**Document extract:**

SingleStore DB

EUCLIDEAN_DISTANCE

Returns the scalar Euclidean distance between two vector input values.

Syntax
EUCLIDEAN_DISTANCE(vector_expression, vector_expression)
Arguments
  • vector_expression: An expression that evaluates to a vector. The vector must be encoded as a blob containing packed single-precision or double-precision floating-point numbers in little-endian byte order.

Remarks

A vector can be of any length, but both input vectors must be the same length and the blob lengths must be divisible by 4 bytes (or 8 bytes, depending on the datatype specified).

If the result of EUCLIDEAN_DISTANCE() is infinity, negative infinity, or not a number (NaN), NULL will be returned instead.

EUCLIDEAN_DISTANCE(v1, v2) is computationally equivalent to SQRT(DOT_PRODUCT(VECTOR_SUB(v1, v2), VECTOR_SUB(v1, v2))). However, the EUCLIDEAN_DISTANCE() function is more efficient than the latter.

You can specify the datatype of the vector elements in which this operation is performed on the vector by adding a suffix to the function. Omitting the suffix from the function is equivalent to suffixing it with _F32. All operations are done using the specified datatype. The following table lists the suffixes and their datatype.

**Directive:**
Answer these questions from the EUCLIDEAN_DISTANCE reference:
1. In what byte order must the floating-point numbers in a vector blob be packed?
2. What value is returned when the result is infinity, negative infinity, or NaN?
3. Omitting the suffix from the function is equivalent to adding which suffix?

**Listed records:**
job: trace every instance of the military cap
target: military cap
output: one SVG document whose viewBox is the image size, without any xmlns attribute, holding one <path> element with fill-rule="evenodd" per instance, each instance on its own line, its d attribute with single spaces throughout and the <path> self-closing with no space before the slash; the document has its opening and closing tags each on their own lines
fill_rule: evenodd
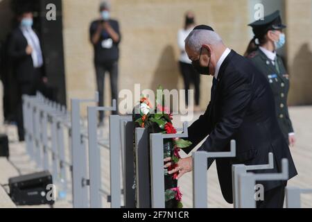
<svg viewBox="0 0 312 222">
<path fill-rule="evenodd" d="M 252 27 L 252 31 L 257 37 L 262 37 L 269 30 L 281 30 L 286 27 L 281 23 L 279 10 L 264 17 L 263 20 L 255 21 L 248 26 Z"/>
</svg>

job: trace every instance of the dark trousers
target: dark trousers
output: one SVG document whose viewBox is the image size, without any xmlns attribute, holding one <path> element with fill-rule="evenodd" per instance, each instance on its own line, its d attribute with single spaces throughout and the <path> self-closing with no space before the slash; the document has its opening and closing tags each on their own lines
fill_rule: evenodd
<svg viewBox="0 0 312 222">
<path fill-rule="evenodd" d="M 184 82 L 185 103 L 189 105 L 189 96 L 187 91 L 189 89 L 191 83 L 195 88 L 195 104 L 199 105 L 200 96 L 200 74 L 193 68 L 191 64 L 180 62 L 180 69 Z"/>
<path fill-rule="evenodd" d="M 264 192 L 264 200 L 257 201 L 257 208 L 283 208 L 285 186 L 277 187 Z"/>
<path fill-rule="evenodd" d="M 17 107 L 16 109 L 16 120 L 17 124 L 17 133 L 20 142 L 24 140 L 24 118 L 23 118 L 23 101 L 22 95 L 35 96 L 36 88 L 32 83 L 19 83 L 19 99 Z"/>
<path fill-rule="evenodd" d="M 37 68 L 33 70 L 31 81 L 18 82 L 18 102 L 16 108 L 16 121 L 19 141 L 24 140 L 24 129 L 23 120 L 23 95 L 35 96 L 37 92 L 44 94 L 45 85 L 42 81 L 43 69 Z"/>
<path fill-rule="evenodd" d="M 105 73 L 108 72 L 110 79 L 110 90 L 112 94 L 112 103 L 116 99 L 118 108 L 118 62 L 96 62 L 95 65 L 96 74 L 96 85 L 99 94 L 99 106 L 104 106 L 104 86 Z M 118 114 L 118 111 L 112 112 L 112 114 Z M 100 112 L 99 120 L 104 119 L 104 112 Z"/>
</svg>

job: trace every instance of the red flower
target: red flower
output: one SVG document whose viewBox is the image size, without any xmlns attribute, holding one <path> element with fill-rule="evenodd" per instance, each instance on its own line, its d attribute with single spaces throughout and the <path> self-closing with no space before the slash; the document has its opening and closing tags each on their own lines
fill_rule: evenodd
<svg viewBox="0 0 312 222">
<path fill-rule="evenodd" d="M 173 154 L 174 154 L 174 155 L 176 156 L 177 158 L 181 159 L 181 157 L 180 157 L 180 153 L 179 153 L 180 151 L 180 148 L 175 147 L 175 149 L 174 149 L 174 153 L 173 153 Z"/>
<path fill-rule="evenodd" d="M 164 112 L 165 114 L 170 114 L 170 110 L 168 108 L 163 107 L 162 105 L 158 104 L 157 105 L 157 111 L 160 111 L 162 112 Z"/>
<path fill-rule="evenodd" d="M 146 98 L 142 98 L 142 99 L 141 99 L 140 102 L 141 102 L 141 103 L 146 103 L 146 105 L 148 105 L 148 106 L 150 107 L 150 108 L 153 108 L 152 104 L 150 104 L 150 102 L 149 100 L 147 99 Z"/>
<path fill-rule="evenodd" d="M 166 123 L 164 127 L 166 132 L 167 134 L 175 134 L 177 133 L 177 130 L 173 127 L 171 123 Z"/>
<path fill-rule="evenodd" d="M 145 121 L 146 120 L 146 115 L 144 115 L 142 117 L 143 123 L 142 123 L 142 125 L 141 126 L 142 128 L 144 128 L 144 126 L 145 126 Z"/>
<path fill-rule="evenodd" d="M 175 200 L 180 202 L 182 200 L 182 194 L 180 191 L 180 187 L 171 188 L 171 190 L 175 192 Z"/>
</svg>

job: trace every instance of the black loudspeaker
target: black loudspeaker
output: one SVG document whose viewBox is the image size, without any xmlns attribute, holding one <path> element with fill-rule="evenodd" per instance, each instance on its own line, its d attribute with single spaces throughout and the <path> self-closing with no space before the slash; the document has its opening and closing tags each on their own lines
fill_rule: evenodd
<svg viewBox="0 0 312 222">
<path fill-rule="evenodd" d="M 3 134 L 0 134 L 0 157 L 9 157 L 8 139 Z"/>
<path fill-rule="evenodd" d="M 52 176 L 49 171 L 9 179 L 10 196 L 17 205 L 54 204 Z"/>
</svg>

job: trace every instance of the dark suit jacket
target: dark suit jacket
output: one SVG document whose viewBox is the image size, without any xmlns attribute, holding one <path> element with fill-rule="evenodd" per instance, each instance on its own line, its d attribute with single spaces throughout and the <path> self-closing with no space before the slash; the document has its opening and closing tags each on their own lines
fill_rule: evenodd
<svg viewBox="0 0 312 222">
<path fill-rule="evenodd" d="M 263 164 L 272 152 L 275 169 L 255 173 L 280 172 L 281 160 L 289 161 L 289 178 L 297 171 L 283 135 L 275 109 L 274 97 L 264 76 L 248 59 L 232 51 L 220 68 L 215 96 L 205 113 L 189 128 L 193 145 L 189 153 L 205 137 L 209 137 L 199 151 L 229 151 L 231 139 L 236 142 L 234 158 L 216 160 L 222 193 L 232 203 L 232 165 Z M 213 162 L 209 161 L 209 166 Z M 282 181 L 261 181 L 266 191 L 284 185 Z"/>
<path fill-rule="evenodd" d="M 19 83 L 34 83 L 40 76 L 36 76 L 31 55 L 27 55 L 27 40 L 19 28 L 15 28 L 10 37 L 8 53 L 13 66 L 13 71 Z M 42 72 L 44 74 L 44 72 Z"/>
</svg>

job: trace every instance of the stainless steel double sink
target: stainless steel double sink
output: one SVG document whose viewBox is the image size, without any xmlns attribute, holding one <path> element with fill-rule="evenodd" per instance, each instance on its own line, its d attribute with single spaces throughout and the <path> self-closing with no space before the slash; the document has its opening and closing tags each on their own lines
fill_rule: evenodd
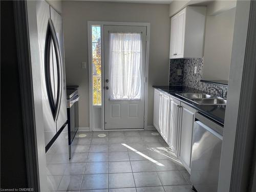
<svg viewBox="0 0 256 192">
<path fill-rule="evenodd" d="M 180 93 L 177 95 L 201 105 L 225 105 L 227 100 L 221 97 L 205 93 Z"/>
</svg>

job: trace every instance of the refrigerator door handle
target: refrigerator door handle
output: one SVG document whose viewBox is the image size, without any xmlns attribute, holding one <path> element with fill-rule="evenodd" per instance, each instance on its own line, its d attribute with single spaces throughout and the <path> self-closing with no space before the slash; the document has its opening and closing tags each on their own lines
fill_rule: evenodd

**Answer for the task:**
1. Little-endian byte order.
2. NULL.
3. _F32.